Facts about solar system's oldest rocks housed at Johnson Space Center

HOUSTON – Some of the most precious and oldest rocks in our solar system live inside a clean, secure lab at the Johnson Space Center in Houston.

PHOTOS: Go inside NASA's space rock vault

They are treasures gathered from the ice of Antarctica.

The meteorites are from Mars, the Moon and asteroids.

KPRC2's Ryan Korsgard got a chance to enter the room and see the rocks first-hand. Here are some things he thinks you should know about them:

How old are the meteorites?

"The meteorites are all probably 4.4 billion years old or older. Almost everything in this lab is older than that,” said Apollo Sample Curator Ryan Ziegler.

How did scientists collect the meteorites?

Geologists said the meteorites can fall anywhere, but they are easiest to see and to collect from the ice of Antarctica.

Pointing dataset listing:

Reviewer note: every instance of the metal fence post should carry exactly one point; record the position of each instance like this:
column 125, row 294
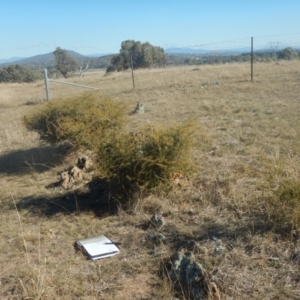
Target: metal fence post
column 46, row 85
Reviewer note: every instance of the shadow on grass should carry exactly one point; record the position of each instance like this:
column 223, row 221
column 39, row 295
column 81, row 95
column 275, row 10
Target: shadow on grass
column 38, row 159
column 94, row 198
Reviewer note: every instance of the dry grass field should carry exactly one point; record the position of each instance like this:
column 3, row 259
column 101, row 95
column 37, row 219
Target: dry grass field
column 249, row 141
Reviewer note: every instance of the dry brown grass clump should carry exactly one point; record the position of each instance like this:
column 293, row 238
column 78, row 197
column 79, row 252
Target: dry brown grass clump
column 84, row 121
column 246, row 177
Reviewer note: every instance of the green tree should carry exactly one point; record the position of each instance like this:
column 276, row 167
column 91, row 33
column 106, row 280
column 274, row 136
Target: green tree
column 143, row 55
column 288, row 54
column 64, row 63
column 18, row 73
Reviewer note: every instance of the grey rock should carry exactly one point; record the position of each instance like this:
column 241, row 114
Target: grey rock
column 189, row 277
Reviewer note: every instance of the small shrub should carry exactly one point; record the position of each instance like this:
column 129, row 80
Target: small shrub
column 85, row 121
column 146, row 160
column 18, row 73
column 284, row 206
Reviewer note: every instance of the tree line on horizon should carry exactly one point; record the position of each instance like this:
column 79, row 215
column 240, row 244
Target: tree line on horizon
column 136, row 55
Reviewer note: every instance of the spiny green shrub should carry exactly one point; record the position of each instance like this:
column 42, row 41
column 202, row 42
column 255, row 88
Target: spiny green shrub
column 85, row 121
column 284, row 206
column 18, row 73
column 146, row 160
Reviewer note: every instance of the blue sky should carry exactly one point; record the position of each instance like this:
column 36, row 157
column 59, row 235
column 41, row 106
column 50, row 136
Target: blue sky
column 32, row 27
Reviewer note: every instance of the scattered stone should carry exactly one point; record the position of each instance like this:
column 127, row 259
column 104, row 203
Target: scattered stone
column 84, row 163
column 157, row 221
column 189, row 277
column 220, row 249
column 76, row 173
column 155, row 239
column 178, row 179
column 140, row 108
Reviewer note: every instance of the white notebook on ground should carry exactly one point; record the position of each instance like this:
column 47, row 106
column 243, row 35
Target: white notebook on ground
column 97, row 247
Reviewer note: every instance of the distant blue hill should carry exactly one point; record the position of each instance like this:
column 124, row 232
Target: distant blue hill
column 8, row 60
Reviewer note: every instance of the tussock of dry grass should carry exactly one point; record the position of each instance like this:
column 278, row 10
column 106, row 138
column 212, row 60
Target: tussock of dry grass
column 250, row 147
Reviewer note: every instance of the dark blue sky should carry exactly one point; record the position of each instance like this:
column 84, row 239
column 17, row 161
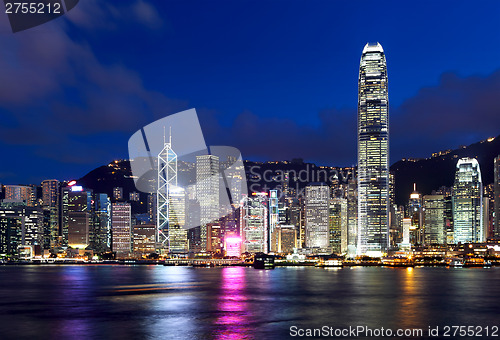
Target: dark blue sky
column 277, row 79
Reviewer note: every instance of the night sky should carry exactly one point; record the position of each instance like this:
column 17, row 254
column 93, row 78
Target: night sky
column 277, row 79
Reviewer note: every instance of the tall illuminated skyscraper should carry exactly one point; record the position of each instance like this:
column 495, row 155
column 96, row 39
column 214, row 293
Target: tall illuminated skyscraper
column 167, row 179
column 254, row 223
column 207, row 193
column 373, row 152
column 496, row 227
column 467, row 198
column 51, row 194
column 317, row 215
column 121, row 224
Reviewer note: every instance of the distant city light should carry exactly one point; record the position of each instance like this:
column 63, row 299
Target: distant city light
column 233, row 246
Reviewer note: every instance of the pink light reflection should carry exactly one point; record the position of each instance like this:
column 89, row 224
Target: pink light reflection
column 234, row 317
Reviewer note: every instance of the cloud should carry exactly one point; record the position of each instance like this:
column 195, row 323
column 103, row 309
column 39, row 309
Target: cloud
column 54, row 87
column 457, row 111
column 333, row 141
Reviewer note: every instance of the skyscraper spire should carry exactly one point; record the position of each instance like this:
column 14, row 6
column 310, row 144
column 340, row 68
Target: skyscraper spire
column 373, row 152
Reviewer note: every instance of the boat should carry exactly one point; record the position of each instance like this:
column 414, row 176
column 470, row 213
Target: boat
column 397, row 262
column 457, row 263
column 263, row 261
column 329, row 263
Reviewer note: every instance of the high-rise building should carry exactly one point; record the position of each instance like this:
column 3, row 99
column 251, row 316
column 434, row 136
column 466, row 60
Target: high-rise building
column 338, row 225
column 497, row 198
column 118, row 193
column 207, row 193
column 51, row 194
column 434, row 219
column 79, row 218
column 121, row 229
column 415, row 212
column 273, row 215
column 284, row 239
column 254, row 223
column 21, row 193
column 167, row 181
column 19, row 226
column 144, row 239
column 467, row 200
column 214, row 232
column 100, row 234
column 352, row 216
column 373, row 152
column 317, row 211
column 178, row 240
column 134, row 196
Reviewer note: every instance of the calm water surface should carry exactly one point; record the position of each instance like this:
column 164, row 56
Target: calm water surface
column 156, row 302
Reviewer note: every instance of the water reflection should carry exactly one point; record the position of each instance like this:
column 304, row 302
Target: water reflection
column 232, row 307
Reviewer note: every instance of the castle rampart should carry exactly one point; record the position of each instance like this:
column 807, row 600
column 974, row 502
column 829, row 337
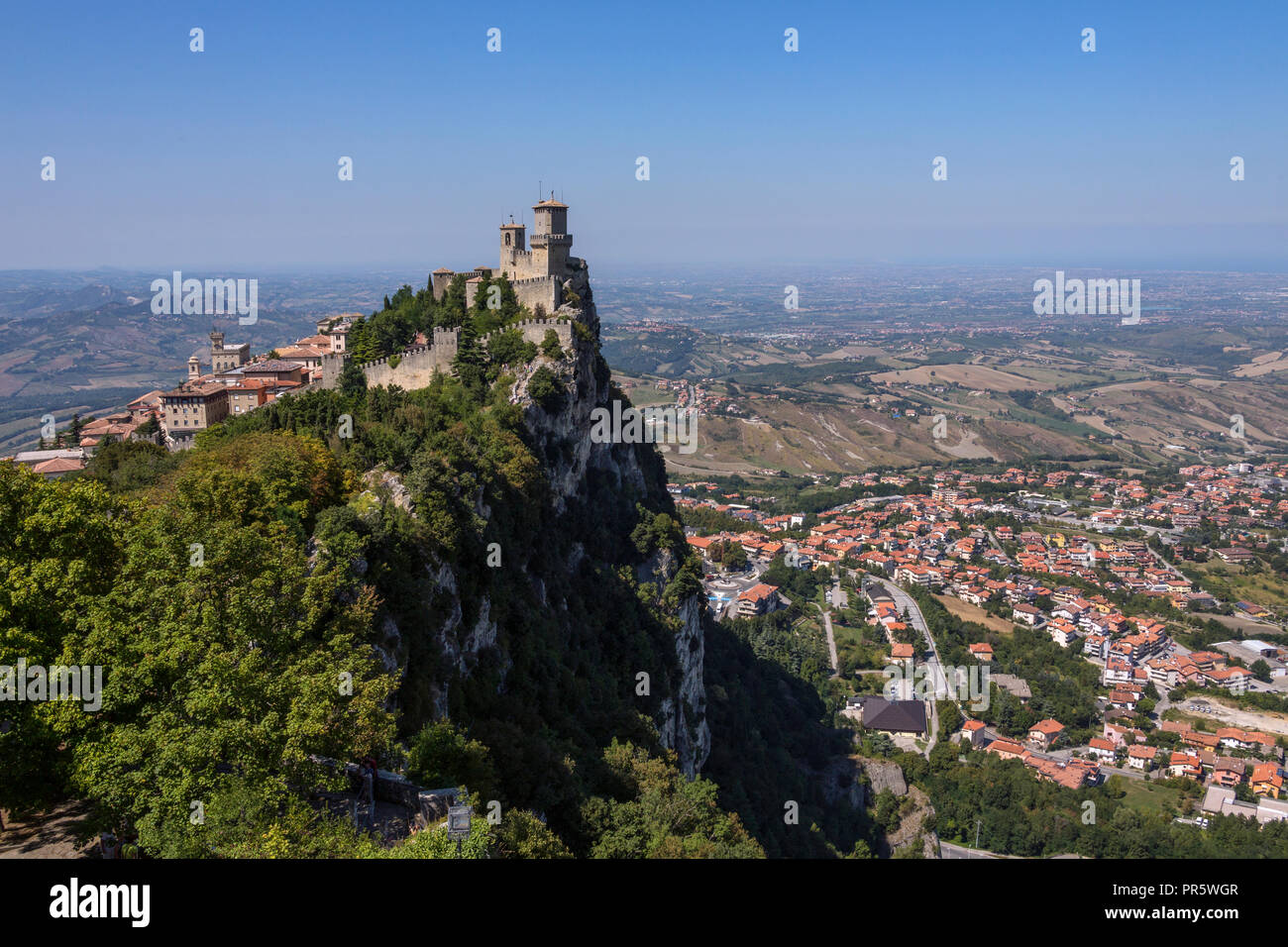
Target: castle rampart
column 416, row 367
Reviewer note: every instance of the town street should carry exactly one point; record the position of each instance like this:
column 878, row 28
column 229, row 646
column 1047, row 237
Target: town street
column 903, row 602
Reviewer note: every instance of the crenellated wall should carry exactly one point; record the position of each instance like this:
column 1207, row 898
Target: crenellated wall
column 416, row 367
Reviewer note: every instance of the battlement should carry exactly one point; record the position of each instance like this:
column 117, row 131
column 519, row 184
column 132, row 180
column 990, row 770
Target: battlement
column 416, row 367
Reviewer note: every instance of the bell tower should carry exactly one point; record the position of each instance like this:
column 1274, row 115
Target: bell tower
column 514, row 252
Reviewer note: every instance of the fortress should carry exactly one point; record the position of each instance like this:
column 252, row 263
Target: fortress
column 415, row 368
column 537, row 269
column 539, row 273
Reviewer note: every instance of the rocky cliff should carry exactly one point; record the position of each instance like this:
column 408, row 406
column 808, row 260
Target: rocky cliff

**Set problem**. According to the article about the space rocks at Johnson Space Center, where are meteorites easiest to see and collect? The listing above comes from a different source than the article.

**Exercise output**. From the ice of Antarctica.